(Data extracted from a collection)
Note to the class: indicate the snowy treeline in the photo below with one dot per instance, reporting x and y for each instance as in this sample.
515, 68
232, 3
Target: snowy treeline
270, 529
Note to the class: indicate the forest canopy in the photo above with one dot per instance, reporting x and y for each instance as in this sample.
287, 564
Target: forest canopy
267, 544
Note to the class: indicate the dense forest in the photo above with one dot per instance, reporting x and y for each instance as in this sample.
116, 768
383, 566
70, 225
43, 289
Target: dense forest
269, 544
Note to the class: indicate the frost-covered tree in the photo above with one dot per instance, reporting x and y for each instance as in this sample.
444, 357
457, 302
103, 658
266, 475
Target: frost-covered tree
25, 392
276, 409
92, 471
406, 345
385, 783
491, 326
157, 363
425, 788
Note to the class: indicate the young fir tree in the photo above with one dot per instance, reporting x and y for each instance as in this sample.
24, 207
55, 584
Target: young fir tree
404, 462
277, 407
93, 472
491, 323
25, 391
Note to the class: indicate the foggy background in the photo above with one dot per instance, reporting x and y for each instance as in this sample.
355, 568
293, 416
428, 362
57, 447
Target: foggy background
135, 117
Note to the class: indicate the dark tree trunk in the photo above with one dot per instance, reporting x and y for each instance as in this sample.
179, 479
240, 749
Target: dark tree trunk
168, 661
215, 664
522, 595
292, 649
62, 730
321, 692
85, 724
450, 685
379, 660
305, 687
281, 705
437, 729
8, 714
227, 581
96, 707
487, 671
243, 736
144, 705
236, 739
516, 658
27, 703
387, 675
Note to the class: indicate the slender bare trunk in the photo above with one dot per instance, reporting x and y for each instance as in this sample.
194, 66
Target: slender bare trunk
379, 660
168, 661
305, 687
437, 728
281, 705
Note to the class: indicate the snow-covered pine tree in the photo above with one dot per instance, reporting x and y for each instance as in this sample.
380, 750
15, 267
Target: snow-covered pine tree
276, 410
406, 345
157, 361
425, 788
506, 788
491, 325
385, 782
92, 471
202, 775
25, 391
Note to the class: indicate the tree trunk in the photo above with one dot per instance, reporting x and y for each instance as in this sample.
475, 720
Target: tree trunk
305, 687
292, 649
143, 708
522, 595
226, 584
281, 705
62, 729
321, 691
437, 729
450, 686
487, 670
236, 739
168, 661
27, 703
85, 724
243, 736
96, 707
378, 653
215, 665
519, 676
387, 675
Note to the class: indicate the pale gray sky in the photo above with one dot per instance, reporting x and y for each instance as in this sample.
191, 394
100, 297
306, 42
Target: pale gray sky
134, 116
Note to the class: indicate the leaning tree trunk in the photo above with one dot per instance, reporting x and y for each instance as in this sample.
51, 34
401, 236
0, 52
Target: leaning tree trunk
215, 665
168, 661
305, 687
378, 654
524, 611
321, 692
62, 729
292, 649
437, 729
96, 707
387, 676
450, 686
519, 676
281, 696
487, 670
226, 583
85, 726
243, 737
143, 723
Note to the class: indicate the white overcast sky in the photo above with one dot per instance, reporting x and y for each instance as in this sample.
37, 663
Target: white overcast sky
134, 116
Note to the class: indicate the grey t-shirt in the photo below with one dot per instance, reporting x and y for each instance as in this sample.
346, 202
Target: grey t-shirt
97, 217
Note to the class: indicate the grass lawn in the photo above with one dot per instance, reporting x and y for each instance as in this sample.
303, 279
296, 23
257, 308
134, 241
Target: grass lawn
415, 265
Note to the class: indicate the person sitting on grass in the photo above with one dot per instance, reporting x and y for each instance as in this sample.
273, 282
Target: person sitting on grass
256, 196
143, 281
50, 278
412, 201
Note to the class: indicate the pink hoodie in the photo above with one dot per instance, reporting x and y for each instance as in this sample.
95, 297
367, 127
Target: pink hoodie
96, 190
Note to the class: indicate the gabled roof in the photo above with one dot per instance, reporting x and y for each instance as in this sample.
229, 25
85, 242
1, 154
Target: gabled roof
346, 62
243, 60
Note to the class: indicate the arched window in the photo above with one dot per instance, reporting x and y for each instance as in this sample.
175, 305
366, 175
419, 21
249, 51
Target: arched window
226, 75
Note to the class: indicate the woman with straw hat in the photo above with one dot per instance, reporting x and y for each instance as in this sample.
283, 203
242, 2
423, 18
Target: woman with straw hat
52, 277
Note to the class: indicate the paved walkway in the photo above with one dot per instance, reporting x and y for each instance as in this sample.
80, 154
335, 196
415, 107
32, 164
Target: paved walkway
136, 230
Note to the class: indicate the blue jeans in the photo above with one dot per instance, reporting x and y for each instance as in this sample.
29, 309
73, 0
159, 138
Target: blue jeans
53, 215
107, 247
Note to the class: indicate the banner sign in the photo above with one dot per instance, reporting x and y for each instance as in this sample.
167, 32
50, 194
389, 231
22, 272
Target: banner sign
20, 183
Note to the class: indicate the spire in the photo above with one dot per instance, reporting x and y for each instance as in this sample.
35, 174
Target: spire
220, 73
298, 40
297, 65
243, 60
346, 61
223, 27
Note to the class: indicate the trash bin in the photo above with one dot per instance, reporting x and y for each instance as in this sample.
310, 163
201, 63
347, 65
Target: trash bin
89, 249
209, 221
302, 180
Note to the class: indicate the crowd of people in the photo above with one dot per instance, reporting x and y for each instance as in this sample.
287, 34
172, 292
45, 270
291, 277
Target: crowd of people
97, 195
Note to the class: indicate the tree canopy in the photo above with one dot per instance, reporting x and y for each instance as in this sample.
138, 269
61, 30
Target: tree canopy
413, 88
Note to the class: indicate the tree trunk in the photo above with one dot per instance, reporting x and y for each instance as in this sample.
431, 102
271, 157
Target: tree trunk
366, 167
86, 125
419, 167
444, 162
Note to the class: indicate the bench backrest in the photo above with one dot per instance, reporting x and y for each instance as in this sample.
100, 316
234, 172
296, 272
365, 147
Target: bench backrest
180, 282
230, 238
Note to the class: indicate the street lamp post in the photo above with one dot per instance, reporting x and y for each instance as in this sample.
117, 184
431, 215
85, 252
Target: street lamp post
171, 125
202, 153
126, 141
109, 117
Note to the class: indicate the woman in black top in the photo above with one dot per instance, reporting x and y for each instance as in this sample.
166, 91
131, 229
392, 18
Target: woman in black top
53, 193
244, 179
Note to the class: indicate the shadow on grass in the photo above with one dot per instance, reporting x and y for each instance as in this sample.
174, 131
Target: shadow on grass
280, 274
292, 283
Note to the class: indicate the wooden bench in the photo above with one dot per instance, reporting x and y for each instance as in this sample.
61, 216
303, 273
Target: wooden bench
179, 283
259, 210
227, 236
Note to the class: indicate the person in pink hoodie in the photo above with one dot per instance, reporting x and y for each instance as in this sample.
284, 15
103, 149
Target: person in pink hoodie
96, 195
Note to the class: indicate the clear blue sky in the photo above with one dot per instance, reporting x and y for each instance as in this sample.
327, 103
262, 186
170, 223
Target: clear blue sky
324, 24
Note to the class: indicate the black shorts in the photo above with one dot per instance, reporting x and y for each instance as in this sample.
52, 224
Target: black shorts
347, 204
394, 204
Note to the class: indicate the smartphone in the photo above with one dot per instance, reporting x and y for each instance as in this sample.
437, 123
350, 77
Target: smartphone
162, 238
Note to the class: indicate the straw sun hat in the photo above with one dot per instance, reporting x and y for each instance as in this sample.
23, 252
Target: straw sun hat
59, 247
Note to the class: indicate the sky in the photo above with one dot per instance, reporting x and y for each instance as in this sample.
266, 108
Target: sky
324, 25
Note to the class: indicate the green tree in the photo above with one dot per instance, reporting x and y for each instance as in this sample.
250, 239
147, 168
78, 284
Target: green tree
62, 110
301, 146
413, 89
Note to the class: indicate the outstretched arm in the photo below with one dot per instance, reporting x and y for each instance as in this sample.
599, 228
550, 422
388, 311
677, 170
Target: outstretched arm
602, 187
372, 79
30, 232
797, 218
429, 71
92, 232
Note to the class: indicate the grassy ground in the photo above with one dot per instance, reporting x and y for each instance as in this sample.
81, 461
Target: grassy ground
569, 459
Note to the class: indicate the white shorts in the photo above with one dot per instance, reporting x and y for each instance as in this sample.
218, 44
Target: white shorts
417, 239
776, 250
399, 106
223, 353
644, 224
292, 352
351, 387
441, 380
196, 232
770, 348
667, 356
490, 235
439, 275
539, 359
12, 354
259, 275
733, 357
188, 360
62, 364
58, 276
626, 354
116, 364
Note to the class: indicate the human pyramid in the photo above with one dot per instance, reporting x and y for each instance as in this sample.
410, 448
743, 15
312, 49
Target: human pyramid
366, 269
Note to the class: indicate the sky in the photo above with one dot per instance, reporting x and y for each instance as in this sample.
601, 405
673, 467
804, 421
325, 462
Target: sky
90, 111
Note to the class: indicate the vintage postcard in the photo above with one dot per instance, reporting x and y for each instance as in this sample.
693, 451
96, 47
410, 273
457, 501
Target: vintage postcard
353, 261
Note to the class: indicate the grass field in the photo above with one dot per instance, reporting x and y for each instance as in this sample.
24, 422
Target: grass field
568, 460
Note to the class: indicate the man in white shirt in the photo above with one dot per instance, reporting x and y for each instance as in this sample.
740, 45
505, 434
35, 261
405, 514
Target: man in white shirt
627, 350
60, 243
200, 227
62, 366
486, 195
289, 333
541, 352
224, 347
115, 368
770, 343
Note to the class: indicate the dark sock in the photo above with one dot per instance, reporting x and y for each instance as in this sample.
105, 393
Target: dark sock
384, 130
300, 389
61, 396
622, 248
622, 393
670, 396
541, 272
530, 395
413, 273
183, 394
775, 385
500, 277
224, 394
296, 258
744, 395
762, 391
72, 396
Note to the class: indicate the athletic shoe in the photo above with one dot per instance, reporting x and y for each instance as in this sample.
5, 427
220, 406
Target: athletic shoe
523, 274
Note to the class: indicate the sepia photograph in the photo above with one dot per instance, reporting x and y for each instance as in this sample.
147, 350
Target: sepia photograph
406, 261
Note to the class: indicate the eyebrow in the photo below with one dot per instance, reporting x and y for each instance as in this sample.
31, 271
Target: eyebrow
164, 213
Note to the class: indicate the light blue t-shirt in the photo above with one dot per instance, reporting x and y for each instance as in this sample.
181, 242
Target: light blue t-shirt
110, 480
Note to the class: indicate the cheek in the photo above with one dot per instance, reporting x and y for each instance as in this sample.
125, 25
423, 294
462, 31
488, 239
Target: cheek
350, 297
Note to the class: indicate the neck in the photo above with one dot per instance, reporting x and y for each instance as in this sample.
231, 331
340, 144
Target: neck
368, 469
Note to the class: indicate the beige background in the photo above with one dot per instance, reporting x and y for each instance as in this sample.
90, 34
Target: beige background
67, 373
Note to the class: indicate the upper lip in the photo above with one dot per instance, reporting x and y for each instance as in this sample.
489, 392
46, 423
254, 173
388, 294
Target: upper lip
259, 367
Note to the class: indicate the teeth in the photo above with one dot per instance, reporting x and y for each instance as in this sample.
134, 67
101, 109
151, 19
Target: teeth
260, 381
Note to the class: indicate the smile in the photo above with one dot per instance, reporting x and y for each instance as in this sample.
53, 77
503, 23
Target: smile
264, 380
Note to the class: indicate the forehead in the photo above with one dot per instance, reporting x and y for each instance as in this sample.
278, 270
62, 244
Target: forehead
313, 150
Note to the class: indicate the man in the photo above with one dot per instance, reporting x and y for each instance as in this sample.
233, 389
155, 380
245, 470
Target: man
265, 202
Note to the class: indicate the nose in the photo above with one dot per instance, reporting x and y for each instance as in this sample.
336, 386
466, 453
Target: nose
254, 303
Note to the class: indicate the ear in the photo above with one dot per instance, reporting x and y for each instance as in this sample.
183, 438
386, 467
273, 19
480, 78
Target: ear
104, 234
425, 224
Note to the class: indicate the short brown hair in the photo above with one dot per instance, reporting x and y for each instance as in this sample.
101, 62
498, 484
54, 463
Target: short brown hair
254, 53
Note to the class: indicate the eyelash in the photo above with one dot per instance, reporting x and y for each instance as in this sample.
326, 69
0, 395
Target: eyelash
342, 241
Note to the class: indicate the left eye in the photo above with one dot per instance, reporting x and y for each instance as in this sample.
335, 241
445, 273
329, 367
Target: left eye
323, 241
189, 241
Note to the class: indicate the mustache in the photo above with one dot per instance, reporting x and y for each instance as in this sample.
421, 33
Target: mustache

» TASK REQUIREMENTS: Take each line above that holds the string "below" and copy it.

» REPLY:
Note to the class: indicate the snowy treeline in the photo below with one dot per instance, reporting x and y for each instance as in this sample.
Note to the class: indicate the grey t-shirt in the photo below with one dot per instance, reporting x and y for each instance as in this sample.
Note to the class: indicate the outstretched arm in the photo below with one dot per instance, reporting x and y for each instance as in this sample.
Note to the class: indicate the eyebrow in the photo below with one dot per instance, reporting x and y for each instance as in this sample.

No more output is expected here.